### Direction
Go through all of the material below and swap every "thickest part" for "widest part", leaving everything else unchanged. Omit the pictures from your answer.
## START
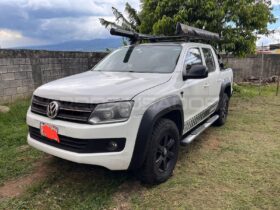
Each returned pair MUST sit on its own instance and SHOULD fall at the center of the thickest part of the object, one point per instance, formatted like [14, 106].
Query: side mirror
[195, 72]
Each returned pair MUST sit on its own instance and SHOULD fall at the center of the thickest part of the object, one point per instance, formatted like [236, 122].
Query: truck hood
[100, 87]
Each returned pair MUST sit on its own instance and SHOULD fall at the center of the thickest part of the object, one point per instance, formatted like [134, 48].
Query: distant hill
[81, 45]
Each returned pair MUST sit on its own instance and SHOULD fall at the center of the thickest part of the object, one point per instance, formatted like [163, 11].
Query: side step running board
[188, 139]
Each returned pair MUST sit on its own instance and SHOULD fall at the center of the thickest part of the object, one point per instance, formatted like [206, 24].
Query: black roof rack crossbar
[184, 33]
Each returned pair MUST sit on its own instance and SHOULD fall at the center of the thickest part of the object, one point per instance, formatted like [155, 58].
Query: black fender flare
[150, 117]
[224, 86]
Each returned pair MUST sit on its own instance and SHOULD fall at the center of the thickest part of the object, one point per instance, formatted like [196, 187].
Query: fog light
[112, 146]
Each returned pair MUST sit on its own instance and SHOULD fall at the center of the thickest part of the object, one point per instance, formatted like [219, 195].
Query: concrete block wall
[251, 66]
[21, 71]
## END
### Result of the task
Each returned pair MUST sit on its own instance and SHOULD fall at the center of the widest part of the object, one point per instance, formatted like [14, 106].
Query: side mirror
[195, 72]
Each returned pair MUST sit on its own instance and SHOULD fall at the center of the widest part of the object, one point per instance, formatted like [236, 122].
Query: truck hood
[100, 87]
Each returned pair MUST sit on its own instance and SHOULD fall at the center of the widest part of the object, one point per instance, formatted like [134, 48].
Query: distant hill
[81, 45]
Each returned pair MUST sit on its own instance and SHOULD fall at the center of the widest part of the object, one point per instance, formatted like [163, 11].
Query: side step running board
[188, 139]
Each returned pair MUST sit on its own instance and SHOULD fall at the center of the widest part of the object, one point per instance, formatted like [206, 24].
Query: black roof rack crossbar
[184, 33]
Each returned pair MUST sit on its own instance and SHOULD fall at the center of the widest part of the object, one point per instance, formatted like [155, 58].
Query: black fender flare
[150, 117]
[224, 86]
Each returned pair MUST sit on its own instance and SHOULD fall at the center of the widest part of the object, one point per instance, formatted like [196, 187].
Query: fog light
[112, 146]
Each returned pair MUST sit on its own instance and SHOULD fall at the center of the widest part of the object, one point per instance, formatted like [219, 195].
Query: concrete block wall
[251, 66]
[21, 71]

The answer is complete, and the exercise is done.